[Instructions to follow]
Copy out the lines of the items below word for word, starting at the line containing "For this exercise we mark the black skirt" and ending at the line containing "[(70, 125), (51, 119), (100, 196)]", with both of those lines included. Leave any pictures out of your answer.

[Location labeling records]
· · ·
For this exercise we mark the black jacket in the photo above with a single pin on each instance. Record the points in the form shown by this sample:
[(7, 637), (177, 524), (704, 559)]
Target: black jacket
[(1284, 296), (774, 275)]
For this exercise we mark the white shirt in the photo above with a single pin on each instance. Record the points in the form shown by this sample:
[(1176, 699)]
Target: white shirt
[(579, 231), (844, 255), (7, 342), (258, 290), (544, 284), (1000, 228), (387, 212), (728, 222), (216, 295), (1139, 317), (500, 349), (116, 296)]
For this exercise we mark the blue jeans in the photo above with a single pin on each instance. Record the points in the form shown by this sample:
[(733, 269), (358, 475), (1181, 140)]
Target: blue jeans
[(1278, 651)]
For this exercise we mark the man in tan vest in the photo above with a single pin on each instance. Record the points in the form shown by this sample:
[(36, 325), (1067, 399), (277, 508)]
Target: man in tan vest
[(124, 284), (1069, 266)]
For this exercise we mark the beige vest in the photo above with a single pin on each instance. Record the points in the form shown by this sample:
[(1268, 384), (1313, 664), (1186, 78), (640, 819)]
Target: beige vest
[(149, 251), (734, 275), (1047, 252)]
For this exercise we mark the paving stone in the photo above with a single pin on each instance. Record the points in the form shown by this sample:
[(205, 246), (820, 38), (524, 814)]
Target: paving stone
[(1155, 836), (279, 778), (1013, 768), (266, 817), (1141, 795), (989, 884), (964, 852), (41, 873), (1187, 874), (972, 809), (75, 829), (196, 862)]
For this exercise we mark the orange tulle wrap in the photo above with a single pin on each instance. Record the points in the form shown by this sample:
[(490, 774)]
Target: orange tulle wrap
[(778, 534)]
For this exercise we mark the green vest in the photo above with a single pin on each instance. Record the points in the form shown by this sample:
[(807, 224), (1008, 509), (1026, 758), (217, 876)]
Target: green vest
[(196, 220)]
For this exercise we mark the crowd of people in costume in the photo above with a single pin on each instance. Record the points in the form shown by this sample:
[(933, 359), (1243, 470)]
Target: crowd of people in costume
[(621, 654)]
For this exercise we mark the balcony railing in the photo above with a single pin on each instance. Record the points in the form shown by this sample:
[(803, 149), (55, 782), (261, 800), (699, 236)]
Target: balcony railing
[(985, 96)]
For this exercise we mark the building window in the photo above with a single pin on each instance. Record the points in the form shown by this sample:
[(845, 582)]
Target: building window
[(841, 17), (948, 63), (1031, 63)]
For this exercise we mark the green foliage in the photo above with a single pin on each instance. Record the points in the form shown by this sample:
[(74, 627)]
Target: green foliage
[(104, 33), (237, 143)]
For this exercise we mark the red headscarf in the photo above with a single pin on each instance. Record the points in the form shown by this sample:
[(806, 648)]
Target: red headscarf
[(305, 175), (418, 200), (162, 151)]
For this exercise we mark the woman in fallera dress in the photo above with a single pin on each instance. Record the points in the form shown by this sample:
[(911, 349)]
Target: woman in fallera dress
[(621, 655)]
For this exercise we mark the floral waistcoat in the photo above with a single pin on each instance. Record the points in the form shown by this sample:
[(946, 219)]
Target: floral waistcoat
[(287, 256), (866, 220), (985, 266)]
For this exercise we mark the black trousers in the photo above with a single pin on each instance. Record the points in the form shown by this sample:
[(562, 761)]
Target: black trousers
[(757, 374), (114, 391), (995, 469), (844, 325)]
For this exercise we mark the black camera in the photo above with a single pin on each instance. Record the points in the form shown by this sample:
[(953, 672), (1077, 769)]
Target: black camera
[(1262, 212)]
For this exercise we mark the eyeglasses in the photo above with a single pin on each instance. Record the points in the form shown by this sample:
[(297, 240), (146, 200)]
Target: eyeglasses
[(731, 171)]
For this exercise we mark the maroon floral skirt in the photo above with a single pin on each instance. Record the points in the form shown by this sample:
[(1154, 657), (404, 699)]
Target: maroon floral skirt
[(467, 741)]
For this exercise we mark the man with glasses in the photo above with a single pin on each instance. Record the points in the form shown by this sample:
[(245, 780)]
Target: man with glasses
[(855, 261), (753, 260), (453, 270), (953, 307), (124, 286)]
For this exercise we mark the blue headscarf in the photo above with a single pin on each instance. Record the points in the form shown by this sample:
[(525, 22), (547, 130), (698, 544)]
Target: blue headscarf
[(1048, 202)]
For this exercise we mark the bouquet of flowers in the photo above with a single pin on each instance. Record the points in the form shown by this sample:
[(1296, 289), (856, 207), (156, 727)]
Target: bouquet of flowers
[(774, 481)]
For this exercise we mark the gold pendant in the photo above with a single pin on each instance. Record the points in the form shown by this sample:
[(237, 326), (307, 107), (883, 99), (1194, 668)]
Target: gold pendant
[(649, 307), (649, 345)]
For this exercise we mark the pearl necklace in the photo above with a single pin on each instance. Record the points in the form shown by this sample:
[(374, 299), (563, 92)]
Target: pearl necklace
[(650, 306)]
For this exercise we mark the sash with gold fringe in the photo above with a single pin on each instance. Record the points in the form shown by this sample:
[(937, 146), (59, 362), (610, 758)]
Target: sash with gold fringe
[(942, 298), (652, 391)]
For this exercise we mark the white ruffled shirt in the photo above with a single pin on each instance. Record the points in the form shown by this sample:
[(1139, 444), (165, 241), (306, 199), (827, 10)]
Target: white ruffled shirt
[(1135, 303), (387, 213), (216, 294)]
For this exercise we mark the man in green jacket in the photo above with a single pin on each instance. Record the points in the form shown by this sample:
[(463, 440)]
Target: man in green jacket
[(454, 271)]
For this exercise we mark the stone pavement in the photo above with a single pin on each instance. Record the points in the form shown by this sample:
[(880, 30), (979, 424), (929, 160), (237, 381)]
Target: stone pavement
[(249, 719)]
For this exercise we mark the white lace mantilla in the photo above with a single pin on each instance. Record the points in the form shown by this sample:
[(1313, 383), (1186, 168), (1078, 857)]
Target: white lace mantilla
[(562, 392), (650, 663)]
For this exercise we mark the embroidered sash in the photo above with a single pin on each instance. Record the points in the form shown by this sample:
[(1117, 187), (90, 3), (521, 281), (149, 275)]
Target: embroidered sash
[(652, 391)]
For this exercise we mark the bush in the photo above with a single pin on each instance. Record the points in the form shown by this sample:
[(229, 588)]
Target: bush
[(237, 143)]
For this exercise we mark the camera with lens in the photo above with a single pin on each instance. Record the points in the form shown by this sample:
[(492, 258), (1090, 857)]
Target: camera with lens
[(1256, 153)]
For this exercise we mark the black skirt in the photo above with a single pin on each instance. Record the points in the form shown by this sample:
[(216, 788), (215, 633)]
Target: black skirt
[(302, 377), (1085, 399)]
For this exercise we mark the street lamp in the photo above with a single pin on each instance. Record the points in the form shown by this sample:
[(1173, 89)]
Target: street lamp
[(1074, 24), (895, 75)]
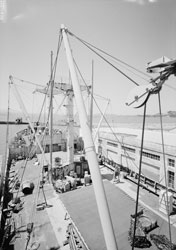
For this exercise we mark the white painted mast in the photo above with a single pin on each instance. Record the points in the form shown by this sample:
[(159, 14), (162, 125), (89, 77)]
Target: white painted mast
[(70, 125), (51, 119), (100, 196)]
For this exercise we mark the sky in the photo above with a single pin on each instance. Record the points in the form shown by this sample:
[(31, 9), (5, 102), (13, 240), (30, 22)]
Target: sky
[(134, 31)]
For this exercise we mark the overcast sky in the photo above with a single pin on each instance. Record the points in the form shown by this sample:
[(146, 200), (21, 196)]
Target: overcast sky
[(135, 31)]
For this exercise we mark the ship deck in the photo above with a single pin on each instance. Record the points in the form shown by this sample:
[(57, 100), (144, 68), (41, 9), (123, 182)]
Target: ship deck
[(50, 225), (49, 229), (81, 206)]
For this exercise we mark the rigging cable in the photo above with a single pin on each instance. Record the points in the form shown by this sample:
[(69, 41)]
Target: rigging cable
[(139, 175), (113, 57), (121, 142), (120, 71), (164, 163)]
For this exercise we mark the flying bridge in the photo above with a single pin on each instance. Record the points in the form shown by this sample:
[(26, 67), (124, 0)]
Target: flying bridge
[(67, 90)]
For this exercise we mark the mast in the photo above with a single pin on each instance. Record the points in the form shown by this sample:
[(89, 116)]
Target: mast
[(70, 140), (100, 196), (51, 119), (91, 102), (21, 104)]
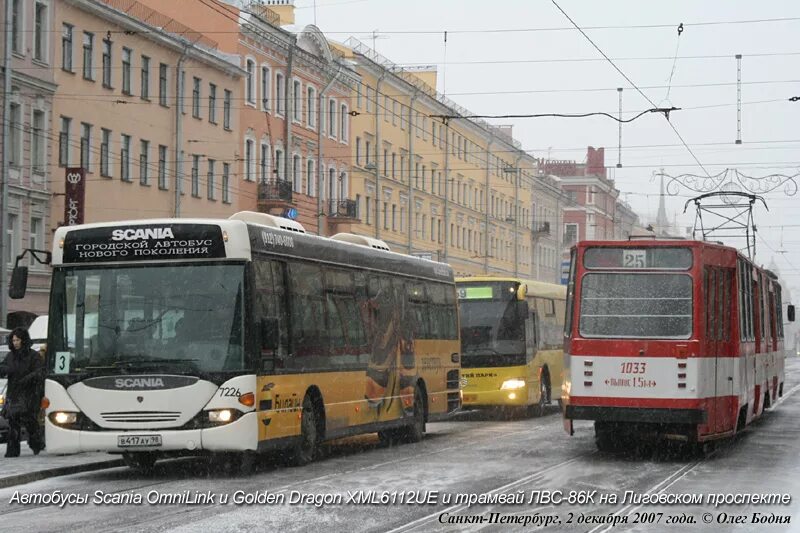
· · ·
[Solution]
For this exercise we mark the black skirt in the photo above with a single pin on each instance. Record the points in the form shown by this sample:
[(216, 788), (215, 633)]
Target: black skirt
[(302, 377), (1085, 399)]
For this exercise we mark the street lamp in the photo above with a single pin on each instance. Record the points in the form shown by this sample:
[(1173, 89)]
Target: street lamp
[(1074, 24), (895, 75)]
For this exercise we mark the white painted mast in the photo above with a single pin on each instance. Record the points in the form shown by this sample:
[(159, 14), (162, 125), (89, 77)]
Target: white painted mast
[(70, 125), (51, 119), (100, 196)]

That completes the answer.